_依頼 A_.
抜粋文によると、昨年の「芋づる式洲崎綾 Part9」はどの本で締めくくられましたか。

_抜粋文_.
====================

「芋づる式洲崎綾 Part10」。Webラジオのキャラクターの面白さと、天使の歌声のギャップ萌えですっかりファンになった洲崎綾(あやちゃん/ぺっちゃん/あやっぺ)関連レビュー。12月といえばあやちゃんのバースデイがあるということで、それに向けてこの1年で増えてきた彼女の参加した作品や楽曲や書籍、イベントグッズなど、幅広く芋づる式におよそ一ヶ月にわたりご紹介するシリーズレビュー、ついに10回目と二桁突入かw
そして、本の蟲。
実は結構読書家で、学生時代を中心に相当数乱読しました。
ジャンル的にはSF~ファンタジー~ミステリなどからコミックまでイロイロ。
3桁では収まらない蔵書の中から、新旧織り交ぜて、トピックをご紹介していきます。
昨年「芋づる式洲崎綾 Part9」は「別冊声優ラジオの時間 ラジオ偏愛声優読本」
というラジオモンスター洲崎綾(ラジオモンスター=ラジオパーソナリティ、もしくはラジオのゲストとして輝く人)の一面をも掘り下げた読本で〆たが、「Part10」の開幕は、「役者(女性声優)」としてのあやちゃんを掘り下げた本。
業界に「残る」新人声優かどうかは、(当然オーディションがあるので実力がないとダメだが)初期に主役級を務めて名を売ったあと、「次の作品」あたりで存在感と方向性が決まる作品に出会えるか否かで決まる気がする。

====================

_依頼 B_.
下の行のうち、最初の行から「Trace the outline of every instance of the concrete」を含む行までを、「concrete wall」を「brick wall」に差し替えて書き直してください。ほかの部分は変えないでください。

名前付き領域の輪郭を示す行
====================

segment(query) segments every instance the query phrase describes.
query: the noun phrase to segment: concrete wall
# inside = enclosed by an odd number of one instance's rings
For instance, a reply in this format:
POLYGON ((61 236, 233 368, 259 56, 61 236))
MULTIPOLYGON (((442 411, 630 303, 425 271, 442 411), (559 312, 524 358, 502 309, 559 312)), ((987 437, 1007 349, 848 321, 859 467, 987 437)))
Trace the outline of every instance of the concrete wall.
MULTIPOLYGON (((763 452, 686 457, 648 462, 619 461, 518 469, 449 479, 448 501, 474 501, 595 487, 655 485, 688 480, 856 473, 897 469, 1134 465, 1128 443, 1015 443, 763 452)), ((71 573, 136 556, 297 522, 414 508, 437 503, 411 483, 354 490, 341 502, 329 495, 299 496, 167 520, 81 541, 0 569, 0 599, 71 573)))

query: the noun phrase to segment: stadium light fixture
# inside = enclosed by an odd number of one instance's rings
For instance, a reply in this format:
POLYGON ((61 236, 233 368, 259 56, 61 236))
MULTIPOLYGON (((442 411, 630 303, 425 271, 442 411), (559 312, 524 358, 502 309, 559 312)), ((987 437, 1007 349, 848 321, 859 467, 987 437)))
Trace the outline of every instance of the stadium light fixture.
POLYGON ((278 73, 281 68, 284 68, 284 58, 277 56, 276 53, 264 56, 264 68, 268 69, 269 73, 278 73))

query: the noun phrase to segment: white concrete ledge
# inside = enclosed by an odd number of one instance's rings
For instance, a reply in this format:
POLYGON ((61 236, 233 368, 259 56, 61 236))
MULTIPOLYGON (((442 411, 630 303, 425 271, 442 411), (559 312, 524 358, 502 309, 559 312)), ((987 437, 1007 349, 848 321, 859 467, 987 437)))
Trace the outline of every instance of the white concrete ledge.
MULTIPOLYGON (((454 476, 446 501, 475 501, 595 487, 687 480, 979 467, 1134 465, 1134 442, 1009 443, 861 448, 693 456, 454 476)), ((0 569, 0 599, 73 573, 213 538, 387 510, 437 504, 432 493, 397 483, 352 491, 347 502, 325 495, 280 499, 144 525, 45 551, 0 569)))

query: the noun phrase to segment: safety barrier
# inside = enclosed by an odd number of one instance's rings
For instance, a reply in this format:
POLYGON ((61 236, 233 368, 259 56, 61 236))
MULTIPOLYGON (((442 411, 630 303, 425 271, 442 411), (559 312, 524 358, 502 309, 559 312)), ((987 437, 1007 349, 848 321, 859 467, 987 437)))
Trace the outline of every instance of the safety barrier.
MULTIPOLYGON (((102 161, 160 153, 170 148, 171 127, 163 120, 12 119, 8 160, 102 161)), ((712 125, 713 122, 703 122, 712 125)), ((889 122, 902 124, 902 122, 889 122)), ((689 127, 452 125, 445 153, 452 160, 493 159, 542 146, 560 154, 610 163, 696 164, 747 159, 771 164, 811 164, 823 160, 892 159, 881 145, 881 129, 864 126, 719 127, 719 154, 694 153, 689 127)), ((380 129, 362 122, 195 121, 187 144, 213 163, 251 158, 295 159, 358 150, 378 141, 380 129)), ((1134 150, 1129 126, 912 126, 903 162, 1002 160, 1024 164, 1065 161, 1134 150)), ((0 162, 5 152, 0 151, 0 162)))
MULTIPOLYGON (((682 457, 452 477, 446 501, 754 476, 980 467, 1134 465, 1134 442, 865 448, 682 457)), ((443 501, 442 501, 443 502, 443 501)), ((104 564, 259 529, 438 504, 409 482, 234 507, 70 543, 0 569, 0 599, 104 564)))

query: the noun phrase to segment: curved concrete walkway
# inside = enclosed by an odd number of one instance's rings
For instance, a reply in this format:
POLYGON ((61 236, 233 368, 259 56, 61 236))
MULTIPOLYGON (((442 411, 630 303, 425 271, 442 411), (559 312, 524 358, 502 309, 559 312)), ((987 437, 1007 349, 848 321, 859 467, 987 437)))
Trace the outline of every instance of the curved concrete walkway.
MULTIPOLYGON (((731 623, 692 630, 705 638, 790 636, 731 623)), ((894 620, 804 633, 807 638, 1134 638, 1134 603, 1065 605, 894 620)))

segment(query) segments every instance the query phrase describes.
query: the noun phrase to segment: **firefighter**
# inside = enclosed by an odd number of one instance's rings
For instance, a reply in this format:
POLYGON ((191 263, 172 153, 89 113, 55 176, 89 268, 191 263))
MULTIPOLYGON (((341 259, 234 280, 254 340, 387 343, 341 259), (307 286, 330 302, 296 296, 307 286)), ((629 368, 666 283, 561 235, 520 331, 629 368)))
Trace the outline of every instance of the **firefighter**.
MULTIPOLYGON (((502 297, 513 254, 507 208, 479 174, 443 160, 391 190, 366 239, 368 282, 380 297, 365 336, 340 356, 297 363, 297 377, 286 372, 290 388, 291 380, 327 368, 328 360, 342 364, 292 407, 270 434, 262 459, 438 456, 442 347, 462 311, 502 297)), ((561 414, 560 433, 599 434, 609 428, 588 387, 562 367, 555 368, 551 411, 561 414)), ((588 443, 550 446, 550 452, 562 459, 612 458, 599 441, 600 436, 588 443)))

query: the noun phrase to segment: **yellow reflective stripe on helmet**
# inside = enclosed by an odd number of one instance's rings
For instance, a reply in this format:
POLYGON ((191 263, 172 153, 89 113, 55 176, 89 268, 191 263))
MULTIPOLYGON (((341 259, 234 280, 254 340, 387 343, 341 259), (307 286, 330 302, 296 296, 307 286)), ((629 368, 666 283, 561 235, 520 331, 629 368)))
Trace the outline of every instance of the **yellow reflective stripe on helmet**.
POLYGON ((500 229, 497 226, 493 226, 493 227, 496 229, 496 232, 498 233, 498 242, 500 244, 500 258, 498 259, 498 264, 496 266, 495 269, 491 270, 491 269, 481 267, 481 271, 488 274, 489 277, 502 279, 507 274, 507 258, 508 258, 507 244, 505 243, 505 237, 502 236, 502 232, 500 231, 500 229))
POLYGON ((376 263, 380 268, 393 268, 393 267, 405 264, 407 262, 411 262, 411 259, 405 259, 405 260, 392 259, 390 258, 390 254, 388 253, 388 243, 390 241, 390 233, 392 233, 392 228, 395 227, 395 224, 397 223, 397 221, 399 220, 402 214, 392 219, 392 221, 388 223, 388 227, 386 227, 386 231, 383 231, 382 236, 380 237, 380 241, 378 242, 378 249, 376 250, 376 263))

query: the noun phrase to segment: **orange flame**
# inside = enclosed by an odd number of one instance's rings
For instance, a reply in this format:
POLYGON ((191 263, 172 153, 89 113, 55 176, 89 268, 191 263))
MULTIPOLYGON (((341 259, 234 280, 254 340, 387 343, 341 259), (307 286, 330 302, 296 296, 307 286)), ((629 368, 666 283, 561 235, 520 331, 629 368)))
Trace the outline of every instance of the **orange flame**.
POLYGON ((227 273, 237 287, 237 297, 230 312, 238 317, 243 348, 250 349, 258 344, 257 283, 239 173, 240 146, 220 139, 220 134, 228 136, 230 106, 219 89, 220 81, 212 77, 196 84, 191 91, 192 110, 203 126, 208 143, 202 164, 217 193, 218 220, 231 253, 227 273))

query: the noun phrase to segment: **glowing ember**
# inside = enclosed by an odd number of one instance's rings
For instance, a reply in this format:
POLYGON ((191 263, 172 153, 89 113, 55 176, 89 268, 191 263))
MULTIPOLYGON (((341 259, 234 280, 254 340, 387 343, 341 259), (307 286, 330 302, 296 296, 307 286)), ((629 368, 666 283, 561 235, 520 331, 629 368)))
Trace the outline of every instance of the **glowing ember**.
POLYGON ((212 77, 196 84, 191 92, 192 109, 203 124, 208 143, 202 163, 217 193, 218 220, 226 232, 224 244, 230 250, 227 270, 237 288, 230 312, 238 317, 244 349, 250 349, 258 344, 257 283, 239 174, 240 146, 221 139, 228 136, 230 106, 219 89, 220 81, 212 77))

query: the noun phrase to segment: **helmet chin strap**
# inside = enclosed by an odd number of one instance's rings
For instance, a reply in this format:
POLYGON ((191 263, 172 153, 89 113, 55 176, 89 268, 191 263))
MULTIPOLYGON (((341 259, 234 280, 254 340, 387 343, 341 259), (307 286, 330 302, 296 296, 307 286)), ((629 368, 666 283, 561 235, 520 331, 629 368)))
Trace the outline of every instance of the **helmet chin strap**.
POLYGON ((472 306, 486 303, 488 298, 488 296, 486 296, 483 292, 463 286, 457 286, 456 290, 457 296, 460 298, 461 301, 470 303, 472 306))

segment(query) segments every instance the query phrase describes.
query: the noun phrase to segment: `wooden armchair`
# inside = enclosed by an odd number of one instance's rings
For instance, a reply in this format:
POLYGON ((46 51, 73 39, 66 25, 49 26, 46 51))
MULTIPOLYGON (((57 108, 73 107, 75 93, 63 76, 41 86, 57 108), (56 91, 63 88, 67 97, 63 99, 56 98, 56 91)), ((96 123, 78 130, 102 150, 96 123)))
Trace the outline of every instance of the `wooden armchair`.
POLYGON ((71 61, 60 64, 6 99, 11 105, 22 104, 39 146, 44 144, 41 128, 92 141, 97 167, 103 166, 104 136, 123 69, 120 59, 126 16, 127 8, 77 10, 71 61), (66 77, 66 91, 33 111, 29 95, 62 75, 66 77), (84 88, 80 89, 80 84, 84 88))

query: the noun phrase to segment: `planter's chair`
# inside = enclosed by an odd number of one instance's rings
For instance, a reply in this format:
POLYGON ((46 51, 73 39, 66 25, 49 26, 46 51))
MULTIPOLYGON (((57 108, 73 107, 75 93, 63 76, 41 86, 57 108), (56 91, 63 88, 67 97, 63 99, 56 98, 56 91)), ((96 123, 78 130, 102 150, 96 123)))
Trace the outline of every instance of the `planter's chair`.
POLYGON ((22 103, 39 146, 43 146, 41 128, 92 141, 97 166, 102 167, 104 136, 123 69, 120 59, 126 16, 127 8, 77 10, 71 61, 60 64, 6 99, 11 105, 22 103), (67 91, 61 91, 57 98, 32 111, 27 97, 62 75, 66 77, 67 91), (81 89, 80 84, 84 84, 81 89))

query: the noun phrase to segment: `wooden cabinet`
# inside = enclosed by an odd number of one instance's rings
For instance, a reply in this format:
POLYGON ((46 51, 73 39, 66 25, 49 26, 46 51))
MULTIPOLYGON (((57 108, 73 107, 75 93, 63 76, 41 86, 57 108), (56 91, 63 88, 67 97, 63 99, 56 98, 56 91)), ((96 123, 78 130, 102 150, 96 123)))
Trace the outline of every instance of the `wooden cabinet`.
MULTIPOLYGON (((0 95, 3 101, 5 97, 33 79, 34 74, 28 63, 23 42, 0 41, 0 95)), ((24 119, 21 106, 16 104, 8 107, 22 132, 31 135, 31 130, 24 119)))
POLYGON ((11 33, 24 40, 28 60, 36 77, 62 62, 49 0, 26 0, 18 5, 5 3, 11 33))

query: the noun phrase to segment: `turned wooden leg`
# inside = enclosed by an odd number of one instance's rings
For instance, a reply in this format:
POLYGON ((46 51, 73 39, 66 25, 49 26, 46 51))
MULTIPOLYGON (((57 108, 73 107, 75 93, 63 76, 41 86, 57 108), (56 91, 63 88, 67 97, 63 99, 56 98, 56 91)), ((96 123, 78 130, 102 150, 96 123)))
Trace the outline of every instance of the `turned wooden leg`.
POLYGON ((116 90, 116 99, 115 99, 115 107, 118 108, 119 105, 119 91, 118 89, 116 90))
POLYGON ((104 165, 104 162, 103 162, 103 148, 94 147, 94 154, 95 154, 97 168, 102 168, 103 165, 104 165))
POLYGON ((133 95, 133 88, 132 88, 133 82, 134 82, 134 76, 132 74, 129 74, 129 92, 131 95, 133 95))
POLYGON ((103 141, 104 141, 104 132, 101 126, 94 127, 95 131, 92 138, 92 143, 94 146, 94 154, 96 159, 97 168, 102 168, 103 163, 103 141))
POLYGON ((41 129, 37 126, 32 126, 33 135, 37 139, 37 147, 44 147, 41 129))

====================

_回答 A_.
「別冊声優ラジオの時間 ラジオ偏愛声優読本」です。

_回答 B_.
segment(query) segments every instance the query phrase describes.
query: the noun phrase to segment: brick wall
# inside = enclosed by an odd number of one instance's rings
For instance, a reply in this format:
POLYGON ((61 236, 233 368, 259 56, 61 236))
MULTIPOLYGON (((442 411, 630 303, 425 271, 442 411), (559 312, 524 358, 502 309, 559 312)), ((987 437, 1007 349, 848 321, 859 467, 987 437)))
Trace the outline of every instance of the brick wall.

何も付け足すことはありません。